■ **DATA SHOWN**
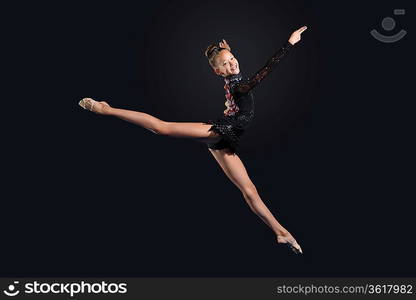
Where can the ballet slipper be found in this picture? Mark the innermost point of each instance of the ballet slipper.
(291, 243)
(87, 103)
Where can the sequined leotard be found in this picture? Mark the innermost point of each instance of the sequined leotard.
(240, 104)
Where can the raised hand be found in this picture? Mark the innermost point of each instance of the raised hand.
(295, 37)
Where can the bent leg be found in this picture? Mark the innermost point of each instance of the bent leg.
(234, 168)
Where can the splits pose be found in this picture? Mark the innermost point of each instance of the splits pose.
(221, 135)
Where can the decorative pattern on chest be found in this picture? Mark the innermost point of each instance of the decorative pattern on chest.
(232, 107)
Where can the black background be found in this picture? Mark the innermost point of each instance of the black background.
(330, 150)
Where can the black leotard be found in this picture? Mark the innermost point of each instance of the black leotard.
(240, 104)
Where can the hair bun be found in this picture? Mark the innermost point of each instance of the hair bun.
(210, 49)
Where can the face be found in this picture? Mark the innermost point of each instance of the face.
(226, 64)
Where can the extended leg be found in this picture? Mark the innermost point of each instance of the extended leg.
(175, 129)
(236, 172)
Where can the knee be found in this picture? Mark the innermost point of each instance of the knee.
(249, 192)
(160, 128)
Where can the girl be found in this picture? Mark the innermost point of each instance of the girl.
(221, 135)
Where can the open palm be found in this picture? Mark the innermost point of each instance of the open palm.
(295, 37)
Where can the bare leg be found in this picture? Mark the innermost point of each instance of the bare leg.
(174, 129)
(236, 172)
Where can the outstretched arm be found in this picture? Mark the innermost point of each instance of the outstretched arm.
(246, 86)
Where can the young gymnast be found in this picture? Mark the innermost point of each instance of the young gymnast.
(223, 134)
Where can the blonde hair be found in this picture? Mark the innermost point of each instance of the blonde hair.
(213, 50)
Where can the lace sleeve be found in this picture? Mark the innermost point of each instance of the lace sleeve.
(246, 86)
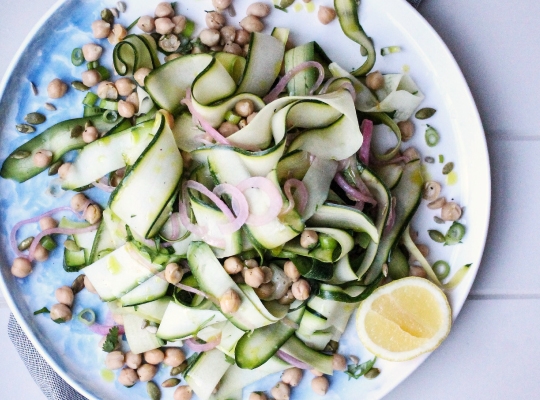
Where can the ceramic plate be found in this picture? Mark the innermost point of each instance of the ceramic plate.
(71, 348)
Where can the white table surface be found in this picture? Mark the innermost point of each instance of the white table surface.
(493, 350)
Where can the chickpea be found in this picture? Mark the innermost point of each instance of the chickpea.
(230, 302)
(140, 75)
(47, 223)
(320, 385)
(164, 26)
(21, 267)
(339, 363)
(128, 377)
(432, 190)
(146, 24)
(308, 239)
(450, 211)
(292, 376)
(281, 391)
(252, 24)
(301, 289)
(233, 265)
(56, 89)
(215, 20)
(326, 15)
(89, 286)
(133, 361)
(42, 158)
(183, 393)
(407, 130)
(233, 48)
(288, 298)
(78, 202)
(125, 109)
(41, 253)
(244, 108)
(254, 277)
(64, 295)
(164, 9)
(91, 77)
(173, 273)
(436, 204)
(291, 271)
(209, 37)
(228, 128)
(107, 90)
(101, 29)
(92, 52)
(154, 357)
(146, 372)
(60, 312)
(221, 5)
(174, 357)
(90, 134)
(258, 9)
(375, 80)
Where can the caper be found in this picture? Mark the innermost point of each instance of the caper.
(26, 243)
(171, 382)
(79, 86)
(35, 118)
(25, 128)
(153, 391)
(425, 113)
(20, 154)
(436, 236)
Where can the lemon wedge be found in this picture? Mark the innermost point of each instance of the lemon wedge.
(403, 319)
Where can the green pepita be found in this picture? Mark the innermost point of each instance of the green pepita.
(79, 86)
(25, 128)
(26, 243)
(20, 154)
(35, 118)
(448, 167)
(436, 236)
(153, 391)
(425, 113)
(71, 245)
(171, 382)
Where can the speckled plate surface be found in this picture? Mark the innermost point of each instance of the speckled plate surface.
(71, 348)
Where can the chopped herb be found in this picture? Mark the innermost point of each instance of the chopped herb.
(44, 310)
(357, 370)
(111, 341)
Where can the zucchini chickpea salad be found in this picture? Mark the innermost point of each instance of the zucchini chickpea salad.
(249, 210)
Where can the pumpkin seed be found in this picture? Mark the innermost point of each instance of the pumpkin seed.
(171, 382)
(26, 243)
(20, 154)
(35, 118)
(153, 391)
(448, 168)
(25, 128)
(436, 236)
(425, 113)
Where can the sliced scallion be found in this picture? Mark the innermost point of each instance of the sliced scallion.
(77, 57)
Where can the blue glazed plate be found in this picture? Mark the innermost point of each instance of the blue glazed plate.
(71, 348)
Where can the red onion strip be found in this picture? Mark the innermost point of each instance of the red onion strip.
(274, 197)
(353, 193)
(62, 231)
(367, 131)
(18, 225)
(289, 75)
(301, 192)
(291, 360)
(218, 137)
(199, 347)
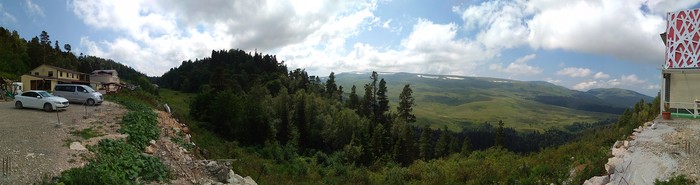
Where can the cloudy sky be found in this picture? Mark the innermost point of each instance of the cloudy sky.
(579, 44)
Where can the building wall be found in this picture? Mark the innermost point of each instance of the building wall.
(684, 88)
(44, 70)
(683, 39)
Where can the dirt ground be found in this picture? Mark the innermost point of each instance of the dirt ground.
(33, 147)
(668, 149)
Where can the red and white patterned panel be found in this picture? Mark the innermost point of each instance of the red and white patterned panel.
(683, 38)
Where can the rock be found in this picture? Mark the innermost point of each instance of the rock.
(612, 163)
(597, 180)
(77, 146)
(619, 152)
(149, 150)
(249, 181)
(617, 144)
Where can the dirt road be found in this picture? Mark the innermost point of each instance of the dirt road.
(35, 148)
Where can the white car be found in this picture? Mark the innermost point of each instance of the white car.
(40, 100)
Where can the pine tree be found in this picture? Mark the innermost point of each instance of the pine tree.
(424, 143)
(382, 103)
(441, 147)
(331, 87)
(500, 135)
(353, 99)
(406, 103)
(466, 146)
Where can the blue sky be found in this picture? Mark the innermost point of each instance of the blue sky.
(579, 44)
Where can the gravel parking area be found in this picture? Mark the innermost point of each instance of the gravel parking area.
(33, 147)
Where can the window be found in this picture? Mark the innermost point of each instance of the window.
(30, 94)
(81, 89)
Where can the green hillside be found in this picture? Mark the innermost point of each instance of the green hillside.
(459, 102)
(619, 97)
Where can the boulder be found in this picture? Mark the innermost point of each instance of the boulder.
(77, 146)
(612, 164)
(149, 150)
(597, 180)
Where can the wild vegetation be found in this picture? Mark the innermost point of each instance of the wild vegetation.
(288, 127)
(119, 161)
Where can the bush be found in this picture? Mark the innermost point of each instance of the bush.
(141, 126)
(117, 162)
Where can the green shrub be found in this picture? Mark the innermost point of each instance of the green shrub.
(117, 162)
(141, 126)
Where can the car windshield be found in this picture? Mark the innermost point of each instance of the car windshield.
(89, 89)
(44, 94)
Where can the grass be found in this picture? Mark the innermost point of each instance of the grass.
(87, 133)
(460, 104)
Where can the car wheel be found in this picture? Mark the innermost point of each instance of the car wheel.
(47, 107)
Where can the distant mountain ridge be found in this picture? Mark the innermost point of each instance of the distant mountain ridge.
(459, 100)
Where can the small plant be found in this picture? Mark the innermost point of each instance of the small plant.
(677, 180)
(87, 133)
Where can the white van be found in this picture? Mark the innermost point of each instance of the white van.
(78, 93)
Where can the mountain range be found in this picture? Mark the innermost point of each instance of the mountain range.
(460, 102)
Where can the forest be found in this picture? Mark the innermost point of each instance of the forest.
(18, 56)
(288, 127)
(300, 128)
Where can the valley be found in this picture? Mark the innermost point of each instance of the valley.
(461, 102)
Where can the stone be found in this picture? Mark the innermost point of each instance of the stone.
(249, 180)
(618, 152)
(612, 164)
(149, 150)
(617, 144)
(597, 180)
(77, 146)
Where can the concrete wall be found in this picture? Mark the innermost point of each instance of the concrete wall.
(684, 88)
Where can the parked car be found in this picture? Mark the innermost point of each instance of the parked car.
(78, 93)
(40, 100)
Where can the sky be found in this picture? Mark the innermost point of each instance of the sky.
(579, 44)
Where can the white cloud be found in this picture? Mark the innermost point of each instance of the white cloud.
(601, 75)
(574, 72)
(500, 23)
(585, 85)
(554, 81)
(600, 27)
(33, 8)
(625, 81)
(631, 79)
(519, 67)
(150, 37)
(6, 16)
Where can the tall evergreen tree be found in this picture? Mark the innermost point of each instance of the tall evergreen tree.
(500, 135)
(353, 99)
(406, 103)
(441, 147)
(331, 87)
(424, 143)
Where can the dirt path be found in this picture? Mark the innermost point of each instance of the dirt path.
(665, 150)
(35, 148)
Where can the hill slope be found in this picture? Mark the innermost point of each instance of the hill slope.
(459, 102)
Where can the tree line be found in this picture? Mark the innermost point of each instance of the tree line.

■ **TASK REQUIREMENTS**
Would you print the line containing "Where can the hill" and every line after it up to the end of the listing above, exactly, and nothing else?

■ **OUTPUT FOR THIS EXERCISE**
Where can the hill slope be found in this picture? Mark the innermost point of each instance of the hill slope.
(459, 102)
Where can the tree line be found in this picture? Mark the innermost point of each instance of the tree line.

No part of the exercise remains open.